▼
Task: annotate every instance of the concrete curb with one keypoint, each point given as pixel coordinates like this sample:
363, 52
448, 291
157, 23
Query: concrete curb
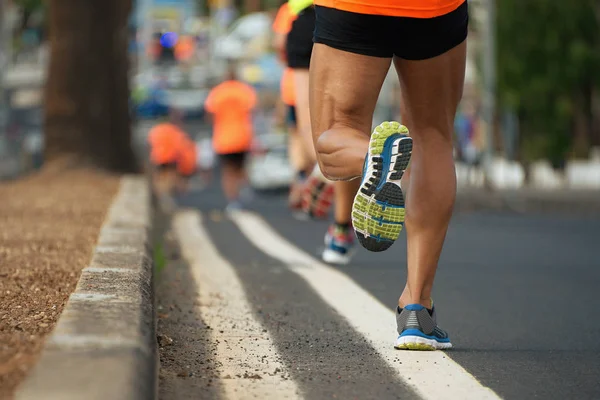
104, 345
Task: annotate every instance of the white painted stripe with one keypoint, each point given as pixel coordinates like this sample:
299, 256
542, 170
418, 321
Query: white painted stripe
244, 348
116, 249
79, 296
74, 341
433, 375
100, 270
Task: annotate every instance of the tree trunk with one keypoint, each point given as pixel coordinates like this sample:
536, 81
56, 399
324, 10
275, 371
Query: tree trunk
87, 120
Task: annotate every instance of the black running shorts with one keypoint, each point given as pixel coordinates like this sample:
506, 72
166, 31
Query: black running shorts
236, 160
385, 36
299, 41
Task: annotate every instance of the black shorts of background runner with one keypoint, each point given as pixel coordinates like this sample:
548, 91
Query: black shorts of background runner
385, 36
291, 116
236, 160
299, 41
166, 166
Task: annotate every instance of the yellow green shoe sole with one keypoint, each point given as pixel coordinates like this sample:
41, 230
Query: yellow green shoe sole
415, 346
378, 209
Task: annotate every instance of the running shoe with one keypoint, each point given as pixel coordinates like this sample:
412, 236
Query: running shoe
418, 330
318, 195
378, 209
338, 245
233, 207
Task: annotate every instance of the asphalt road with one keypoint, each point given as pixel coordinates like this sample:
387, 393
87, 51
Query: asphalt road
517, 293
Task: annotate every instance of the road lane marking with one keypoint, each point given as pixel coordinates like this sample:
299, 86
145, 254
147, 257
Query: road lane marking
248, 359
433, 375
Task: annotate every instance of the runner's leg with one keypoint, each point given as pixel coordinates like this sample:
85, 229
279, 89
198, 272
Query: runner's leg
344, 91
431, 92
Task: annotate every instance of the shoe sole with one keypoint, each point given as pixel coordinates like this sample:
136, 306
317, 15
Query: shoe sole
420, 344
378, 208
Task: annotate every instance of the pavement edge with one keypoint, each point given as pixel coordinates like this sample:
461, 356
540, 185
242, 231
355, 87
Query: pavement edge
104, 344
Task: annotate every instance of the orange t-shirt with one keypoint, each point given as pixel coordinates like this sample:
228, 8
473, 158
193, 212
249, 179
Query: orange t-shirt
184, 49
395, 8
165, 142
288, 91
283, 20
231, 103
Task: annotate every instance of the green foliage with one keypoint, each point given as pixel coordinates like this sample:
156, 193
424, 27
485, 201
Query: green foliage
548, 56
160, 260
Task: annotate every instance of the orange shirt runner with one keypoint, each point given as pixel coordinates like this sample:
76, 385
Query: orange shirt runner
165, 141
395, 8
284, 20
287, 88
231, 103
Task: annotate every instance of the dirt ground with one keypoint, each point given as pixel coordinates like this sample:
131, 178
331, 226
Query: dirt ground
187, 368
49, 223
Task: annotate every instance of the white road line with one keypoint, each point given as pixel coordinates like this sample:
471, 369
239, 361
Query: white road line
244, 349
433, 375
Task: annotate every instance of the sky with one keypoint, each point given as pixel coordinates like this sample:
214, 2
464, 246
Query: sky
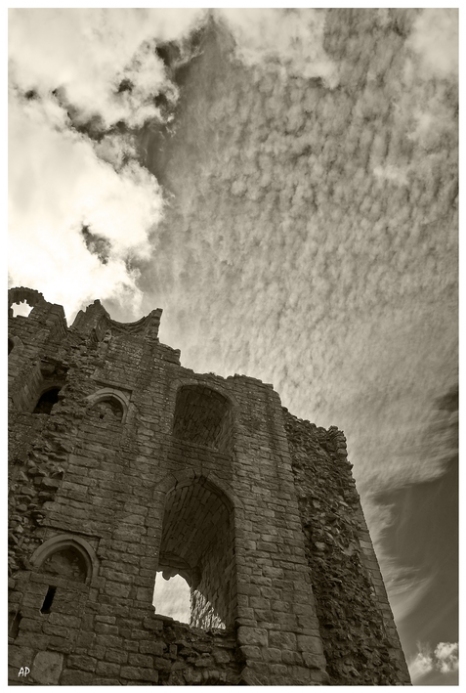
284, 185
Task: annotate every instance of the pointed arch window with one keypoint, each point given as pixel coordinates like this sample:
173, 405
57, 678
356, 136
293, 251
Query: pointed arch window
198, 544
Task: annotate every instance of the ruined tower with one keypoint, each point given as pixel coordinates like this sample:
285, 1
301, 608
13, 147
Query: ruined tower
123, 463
▲
SET TASK: Set down every entry word for word, but omit the pictures.

ANSWER FOR THE TASK:
Task: annotate every instance of the concrete curb with one keypoint, each point given as pixel coordinates like this sample:
363, 52
448, 291
157, 23
Query: concrete curb
104, 345
Task: annotate every instance of the white painted stripe with one keypoint, each point given as pixel coordinates like this sample:
299, 256
542, 170
418, 321
Query: white painted stripe
244, 348
116, 249
79, 296
74, 341
433, 375
100, 270
Task: annotate every instance of the tree trunk with one keypoint, each point given as pixel coordinates like this sample:
536, 81
56, 399
324, 10
275, 371
Query: tree trunk
87, 120
Task: annotate every instance of the black running shorts with one keypoint, each point given as pixel coordinates like this sample:
506, 72
166, 31
Query: black running shorts
236, 160
385, 36
299, 41
Task: annotate every instance of the black shorts of background runner with one keypoint, each point given as pixel coordinates like this sample:
548, 91
Query: black shorts of background runner
385, 36
291, 116
236, 160
299, 41
166, 166
Task: annotate every instance of the yellow green shoe sole with one keypoint, each point given as pixel coordinates like this sample:
41, 230
Query: yellow green shoe sole
415, 346
378, 209
Task: annotate every instance of the running shoe with one keypoint, each point given as pixel coordinates like this sample:
412, 236
Query: running shoe
418, 330
318, 195
378, 209
338, 245
233, 207
Task: annotate every instance of the asphalt road with one keypoint, each point given as pixel coordinates like this sample:
387, 393
87, 51
Query: asphalt road
517, 293
Task: annotate every instance of the road lane marking with one keypoint, each point given as pixel coordinates like this sample:
299, 86
145, 254
147, 257
Query: road lane marking
248, 359
433, 375
Task: annotate every instance of the runner's leg with one keypoint, each point given as pixel coordinates like this sample:
85, 229
279, 89
198, 272
Query: runner's leg
344, 91
431, 92
Task: annotate every instance of the shoe sole with one keypoint, each point given as pixel coordinates like this sample:
136, 306
317, 15
Query: shoe sole
420, 344
378, 208
Task: annotate every instance of the pavement edge with one keypoint, each point given as pixel coordinates like this sample:
461, 356
540, 185
242, 231
355, 87
Query: pavement edge
104, 344
Task: annotate every instance of the orange t-shirt with one keypoint, each point given as pixel coordinates like this sample:
228, 8
473, 158
193, 212
249, 179
Query: orange t-shirt
184, 49
395, 8
165, 142
288, 91
283, 20
231, 103
Task: annotate every instance of the green foliage with one keypoint, each point given as pixel coordinates like this sample:
156, 193
424, 27
485, 201
Query: green foliage
548, 56
160, 260
Task: annotate every instance of the orange shirt runner with one keypoint, each point given as pixel coordinates like this sample:
76, 385
Query: orange shirt runner
165, 141
395, 8
284, 20
287, 88
231, 103
Task: annotate every instance of the dirt ground with one keypoint, each point given as pixel coordinates like this sample:
131, 178
331, 226
Query: dirt ground
187, 368
49, 223
Task: annotate every instance of the white road line with one keypoint, each point given as pixel coordinates like this sample:
471, 369
239, 361
Query: white road line
244, 349
433, 375
Task: annotate every instance of the sky with one keypoint, each point given as pixel coordinates like this sample:
214, 2
464, 246
Query: sky
284, 185
Task: annotate every instance of the pointed arch window with one keypoint, each point given as pixel coordinates like this sample:
173, 405
57, 678
356, 136
293, 251
Query: pointed arch window
198, 544
Task: annotate every instance of the ruined tower with one keypoint, each point given as pixel coordinates like this sample:
285, 1
301, 608
13, 147
Query: ruined tower
123, 463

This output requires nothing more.